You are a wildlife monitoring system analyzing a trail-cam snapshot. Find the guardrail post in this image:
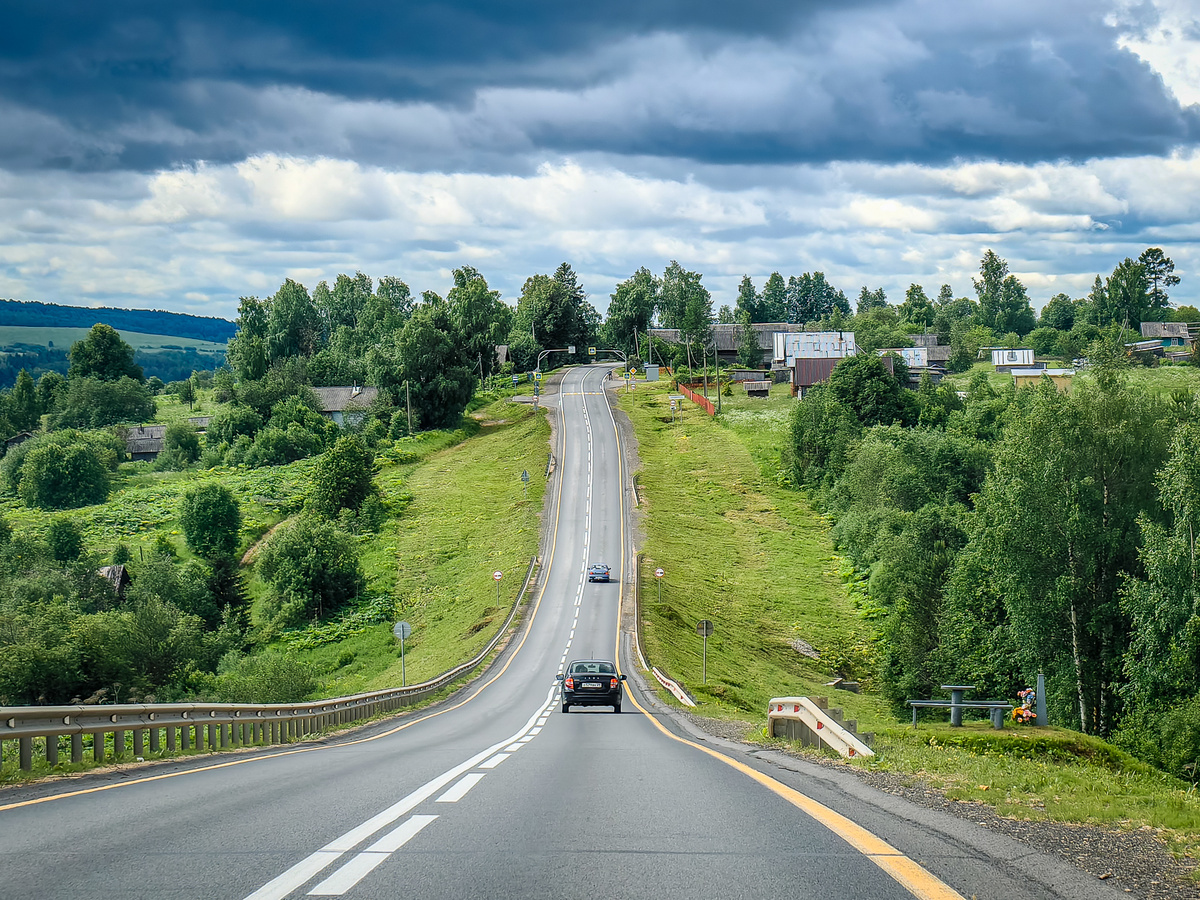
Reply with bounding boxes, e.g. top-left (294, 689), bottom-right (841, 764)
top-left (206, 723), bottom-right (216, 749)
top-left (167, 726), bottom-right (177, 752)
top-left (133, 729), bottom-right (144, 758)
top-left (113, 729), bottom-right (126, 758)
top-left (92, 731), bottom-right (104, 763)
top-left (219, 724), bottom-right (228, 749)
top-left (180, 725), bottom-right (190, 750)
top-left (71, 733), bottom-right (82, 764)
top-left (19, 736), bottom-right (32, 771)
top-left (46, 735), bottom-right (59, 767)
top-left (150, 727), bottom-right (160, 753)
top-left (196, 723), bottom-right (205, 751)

^^^^^^^^^^^^^^^^

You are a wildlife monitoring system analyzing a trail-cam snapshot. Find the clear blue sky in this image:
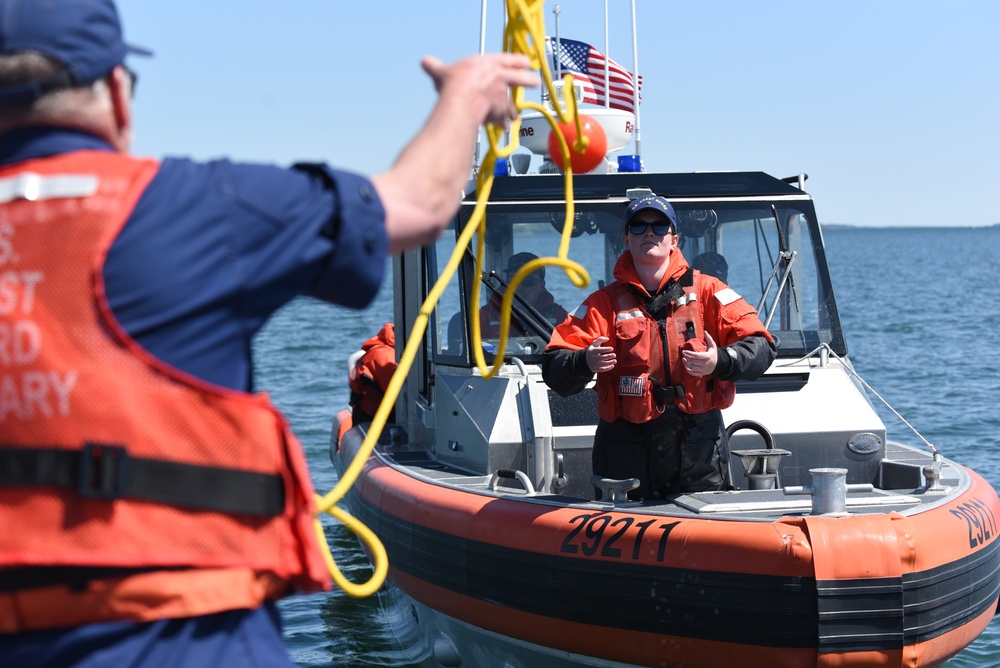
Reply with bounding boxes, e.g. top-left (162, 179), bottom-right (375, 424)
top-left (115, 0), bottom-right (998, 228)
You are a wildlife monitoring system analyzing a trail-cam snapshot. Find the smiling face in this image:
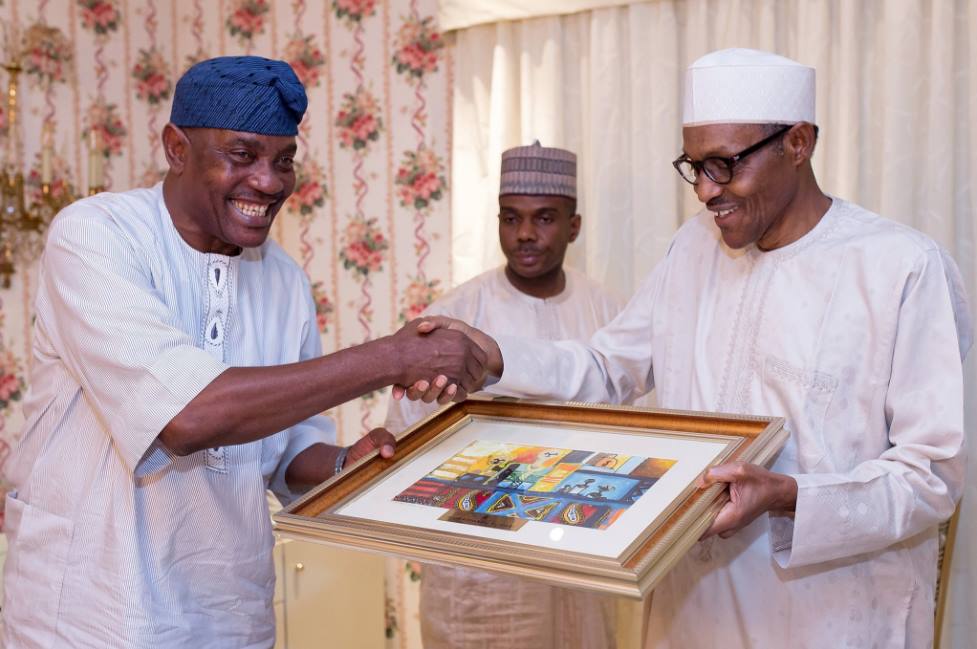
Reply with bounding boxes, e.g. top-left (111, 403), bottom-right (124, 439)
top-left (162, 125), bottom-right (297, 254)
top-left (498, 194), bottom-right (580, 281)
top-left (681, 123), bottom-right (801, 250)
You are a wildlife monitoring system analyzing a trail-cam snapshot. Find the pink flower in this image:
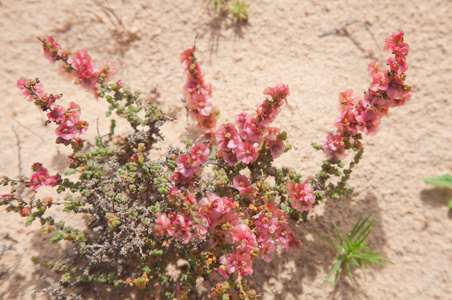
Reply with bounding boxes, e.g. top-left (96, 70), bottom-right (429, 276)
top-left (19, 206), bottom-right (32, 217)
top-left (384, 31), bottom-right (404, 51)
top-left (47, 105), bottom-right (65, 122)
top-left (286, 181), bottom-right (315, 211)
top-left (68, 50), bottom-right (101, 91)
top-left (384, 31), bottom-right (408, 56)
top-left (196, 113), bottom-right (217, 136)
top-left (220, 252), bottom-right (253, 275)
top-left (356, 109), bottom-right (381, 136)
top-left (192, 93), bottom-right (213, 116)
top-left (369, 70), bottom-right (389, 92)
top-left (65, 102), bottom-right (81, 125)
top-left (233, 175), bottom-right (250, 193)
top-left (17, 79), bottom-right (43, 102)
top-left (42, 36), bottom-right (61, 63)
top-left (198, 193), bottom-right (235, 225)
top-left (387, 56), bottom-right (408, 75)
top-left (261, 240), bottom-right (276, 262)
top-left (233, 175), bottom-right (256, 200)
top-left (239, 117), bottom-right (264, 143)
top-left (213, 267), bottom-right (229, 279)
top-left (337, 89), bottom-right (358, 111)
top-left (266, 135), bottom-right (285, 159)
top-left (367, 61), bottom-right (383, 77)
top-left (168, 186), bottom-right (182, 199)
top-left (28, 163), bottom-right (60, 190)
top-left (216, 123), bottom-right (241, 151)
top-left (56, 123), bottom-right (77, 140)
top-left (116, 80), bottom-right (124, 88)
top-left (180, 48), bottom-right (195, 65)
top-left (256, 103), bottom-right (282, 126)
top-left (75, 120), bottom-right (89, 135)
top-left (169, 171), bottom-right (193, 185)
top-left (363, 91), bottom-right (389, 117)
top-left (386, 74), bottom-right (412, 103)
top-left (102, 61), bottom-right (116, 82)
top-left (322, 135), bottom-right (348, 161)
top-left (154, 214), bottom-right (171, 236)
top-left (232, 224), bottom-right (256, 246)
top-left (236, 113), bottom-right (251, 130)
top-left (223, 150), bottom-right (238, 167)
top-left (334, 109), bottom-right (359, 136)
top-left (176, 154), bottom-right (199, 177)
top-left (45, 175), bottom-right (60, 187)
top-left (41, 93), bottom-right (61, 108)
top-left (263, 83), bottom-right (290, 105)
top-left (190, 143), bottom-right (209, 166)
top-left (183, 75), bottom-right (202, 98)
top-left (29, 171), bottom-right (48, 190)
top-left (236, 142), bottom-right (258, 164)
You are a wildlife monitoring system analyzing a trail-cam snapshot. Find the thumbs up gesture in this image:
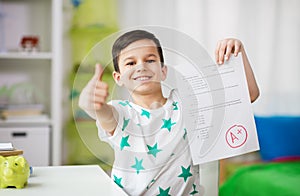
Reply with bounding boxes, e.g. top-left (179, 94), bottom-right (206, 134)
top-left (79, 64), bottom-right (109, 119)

^^^^^^^^^^^^^^^^

ASSIGNMENT | From the listing above, restate verbatim the lines running from the one with "Find the smiling" through the one with "Find the pink", inclusive, but not the pictures.

OUTPUT BELOW |
You are a wildlife monitoring system analyzing a trail-cam snapshot. Find the smiling face in this image:
Reply with bounding boxes, e.g. top-left (111, 403), bottom-right (124, 439)
top-left (162, 125), bottom-right (297, 254)
top-left (498, 194), bottom-right (580, 281)
top-left (681, 123), bottom-right (801, 250)
You are a wildlife monitoring system analyzing a trail-cam snapshot. Find the pink flower in this image:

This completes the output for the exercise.